Collected data entries

::::

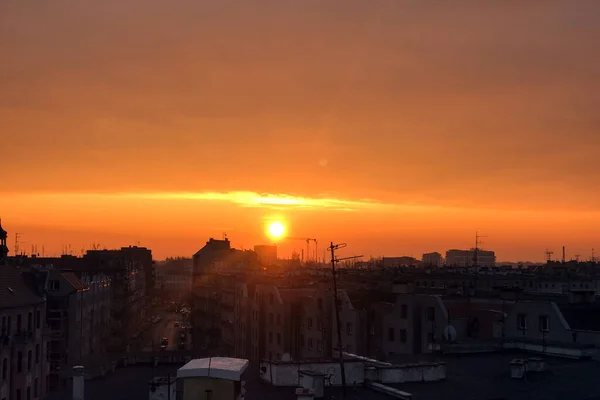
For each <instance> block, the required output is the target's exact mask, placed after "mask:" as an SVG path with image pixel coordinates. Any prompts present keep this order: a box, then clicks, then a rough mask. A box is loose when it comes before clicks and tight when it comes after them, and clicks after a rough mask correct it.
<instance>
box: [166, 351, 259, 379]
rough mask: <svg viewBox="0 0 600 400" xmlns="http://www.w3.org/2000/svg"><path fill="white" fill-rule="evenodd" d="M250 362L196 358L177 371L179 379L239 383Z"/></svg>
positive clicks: (240, 360) (190, 361) (234, 359)
mask: <svg viewBox="0 0 600 400" xmlns="http://www.w3.org/2000/svg"><path fill="white" fill-rule="evenodd" d="M248 364H249V361H248V360H245V359H242V358H229V357H210V358H196V359H194V360H192V361H190V362H189V363H187V364H185V365H184V366H183V367H181V368H179V369H178V370H177V378H198V377H211V378H218V379H227V380H230V381H239V380H241V378H242V374H243V373H244V371H245V370H246V368H248Z"/></svg>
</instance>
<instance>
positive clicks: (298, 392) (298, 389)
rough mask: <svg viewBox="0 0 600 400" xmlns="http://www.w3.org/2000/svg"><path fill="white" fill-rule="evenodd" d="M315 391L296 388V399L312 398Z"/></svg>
mask: <svg viewBox="0 0 600 400" xmlns="http://www.w3.org/2000/svg"><path fill="white" fill-rule="evenodd" d="M314 398H315V391H314V390H313V389H307V388H297V389H296V400H314Z"/></svg>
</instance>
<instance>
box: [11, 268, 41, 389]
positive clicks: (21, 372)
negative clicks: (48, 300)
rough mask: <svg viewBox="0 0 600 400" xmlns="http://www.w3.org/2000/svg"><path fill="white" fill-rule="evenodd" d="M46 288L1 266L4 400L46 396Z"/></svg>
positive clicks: (25, 275) (24, 271) (34, 277)
mask: <svg viewBox="0 0 600 400" xmlns="http://www.w3.org/2000/svg"><path fill="white" fill-rule="evenodd" d="M45 318H46V315H45V300H44V297H43V287H42V286H40V285H39V284H38V282H36V280H35V277H34V276H33V275H31V274H29V273H27V272H25V271H22V270H20V269H18V268H16V267H13V266H9V265H0V319H1V331H0V398H1V399H15V400H35V399H39V398H42V397H43V396H44V395H45V394H46V387H47V382H46V377H47V374H48V365H47V363H46V356H45V354H46V352H47V342H46V336H45V334H46V333H47V332H46V331H45V324H44V322H45Z"/></svg>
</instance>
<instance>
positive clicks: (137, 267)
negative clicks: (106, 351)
mask: <svg viewBox="0 0 600 400" xmlns="http://www.w3.org/2000/svg"><path fill="white" fill-rule="evenodd" d="M148 271H150V272H149V273H150V274H151V275H152V276H154V271H153V267H152V252H151V251H150V250H148V249H146V248H143V247H135V246H134V247H124V248H121V249H120V250H90V251H88V252H87V253H86V254H85V255H84V256H83V259H82V262H81V264H80V265H79V267H78V269H77V270H75V269H74V272H75V273H76V274H77V276H78V277H79V278H81V277H82V276H83V275H94V274H103V275H105V276H107V277H108V279H110V282H111V286H110V293H111V298H110V303H111V307H110V310H111V318H110V322H109V325H110V330H111V331H110V338H109V339H110V340H109V350H112V351H125V350H126V349H127V347H128V346H129V343H130V340H131V337H133V336H134V335H135V334H136V333H137V332H138V331H139V329H140V327H141V326H142V322H143V321H144V319H145V316H146V311H147V309H148V307H150V306H151V304H150V303H151V297H150V296H147V295H146V284H147V283H148V282H149V281H150V282H152V285H154V278H153V277H152V279H151V280H148V279H147V277H146V274H147V273H148ZM152 290H153V288H152Z"/></svg>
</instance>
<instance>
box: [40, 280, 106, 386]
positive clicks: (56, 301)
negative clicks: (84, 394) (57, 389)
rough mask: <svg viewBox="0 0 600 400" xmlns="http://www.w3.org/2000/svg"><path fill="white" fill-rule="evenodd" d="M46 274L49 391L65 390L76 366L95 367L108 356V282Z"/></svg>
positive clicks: (48, 385)
mask: <svg viewBox="0 0 600 400" xmlns="http://www.w3.org/2000/svg"><path fill="white" fill-rule="evenodd" d="M40 273H46V275H47V278H46V294H47V312H46V315H47V324H48V329H49V331H50V337H49V341H48V353H47V354H48V361H49V363H50V373H49V379H48V386H49V387H48V390H50V391H52V390H56V389H60V388H62V387H65V386H66V384H67V380H68V376H65V375H64V374H62V373H61V372H62V371H70V370H71V369H72V367H74V366H76V365H83V364H85V365H88V366H91V365H92V364H95V362H94V361H95V360H96V359H99V358H102V357H103V356H105V355H106V353H107V350H108V349H107V346H106V344H107V341H108V339H109V335H110V329H109V328H110V325H109V322H110V297H111V296H110V279H108V277H107V276H105V275H102V274H97V275H91V276H90V275H87V274H85V275H84V276H83V277H82V278H83V280H82V279H80V278H79V277H77V275H75V274H74V273H73V272H70V271H59V270H56V269H49V270H46V271H40Z"/></svg>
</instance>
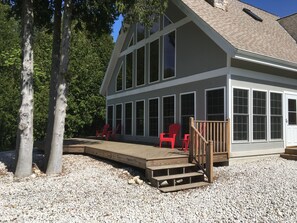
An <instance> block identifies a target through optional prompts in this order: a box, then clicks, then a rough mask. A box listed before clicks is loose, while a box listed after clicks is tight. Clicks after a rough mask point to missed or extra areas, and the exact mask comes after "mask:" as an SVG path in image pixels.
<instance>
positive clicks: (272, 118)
mask: <svg viewBox="0 0 297 223" xmlns="http://www.w3.org/2000/svg"><path fill="white" fill-rule="evenodd" d="M282 107H283V102H282V94H280V93H270V138H271V139H282V138H283V114H282Z"/></svg>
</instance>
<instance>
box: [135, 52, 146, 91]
mask: <svg viewBox="0 0 297 223" xmlns="http://www.w3.org/2000/svg"><path fill="white" fill-rule="evenodd" d="M141 48H142V47H140V48H138V49H137V50H136V53H135V54H136V56H135V57H136V58H135V67H136V69H135V73H136V75H135V87H141V86H144V85H145V84H146V76H147V75H146V69H145V68H146V59H147V58H146V46H143V48H144V55H143V56H144V58H143V59H144V64H143V65H144V70H143V72H144V73H143V84H141V85H138V84H137V78H138V50H140V49H141Z"/></svg>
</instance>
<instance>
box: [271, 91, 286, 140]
mask: <svg viewBox="0 0 297 223" xmlns="http://www.w3.org/2000/svg"><path fill="white" fill-rule="evenodd" d="M271 93H274V94H280V95H281V98H282V119H283V124H284V122H285V119H284V116H285V115H284V112H285V110H284V108H283V107H284V99H283V96H284V94H283V92H281V91H268V94H269V107H268V119H269V131H268V133H269V134H268V141H269V142H282V141H283V140H284V134H285V130H284V129H285V127H284V126H283V127H282V128H283V131H282V138H280V139H271Z"/></svg>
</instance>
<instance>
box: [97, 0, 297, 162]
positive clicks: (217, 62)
mask: <svg viewBox="0 0 297 223" xmlns="http://www.w3.org/2000/svg"><path fill="white" fill-rule="evenodd" d="M296 27H297V23H296V14H295V15H292V16H289V17H286V18H282V19H281V18H279V17H277V16H275V15H272V14H270V13H268V12H265V11H263V10H260V9H258V8H255V7H253V6H250V5H248V4H245V3H242V2H240V1H238V0H170V2H169V6H168V8H167V10H166V12H165V14H164V15H163V16H162V17H161V18H160V21H159V22H157V23H155V24H154V26H153V27H152V28H151V29H150V30H148V29H146V28H145V27H143V26H142V25H141V24H135V25H131V26H130V27H129V28H128V31H126V32H121V34H120V36H119V38H118V40H117V42H116V44H115V48H114V51H113V54H112V58H111V60H110V63H109V66H108V69H107V71H106V75H105V78H104V80H103V84H102V86H101V89H100V93H101V94H102V95H105V96H106V103H107V105H106V106H107V122H108V123H109V124H110V125H111V126H113V127H114V128H115V127H116V126H117V125H118V124H121V128H120V129H119V132H118V134H120V135H121V137H122V139H123V140H125V141H137V142H143V143H157V142H158V136H159V133H160V132H163V131H166V130H167V129H168V125H169V124H170V123H180V124H181V126H182V129H181V134H180V136H179V139H182V137H183V134H184V133H187V132H188V129H189V121H188V120H189V117H194V118H195V119H198V120H226V119H227V118H228V119H229V120H230V123H231V130H230V131H231V132H230V142H231V156H233V157H238V156H246V155H256V154H272V153H279V152H283V151H284V148H286V147H289V146H297V44H296Z"/></svg>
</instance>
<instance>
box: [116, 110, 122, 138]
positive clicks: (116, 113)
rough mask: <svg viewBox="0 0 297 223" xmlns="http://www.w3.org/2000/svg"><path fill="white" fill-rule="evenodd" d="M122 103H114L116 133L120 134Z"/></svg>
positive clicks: (121, 129) (121, 133)
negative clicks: (115, 121)
mask: <svg viewBox="0 0 297 223" xmlns="http://www.w3.org/2000/svg"><path fill="white" fill-rule="evenodd" d="M122 107H123V106H122V104H118V105H116V127H117V132H116V134H122V110H123V108H122Z"/></svg>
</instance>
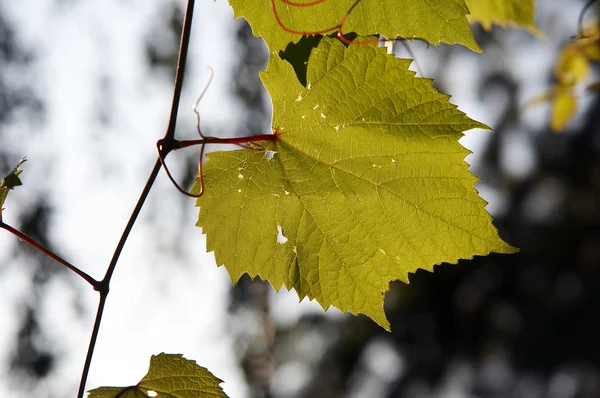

::::

Goal of the exercise — Return each line of the records that contains the word "negative".

Expected output —
negative clicks: (48, 300)
negative clicks: (106, 351)
negative clicks: (84, 394) (57, 389)
negative clicks: (115, 121)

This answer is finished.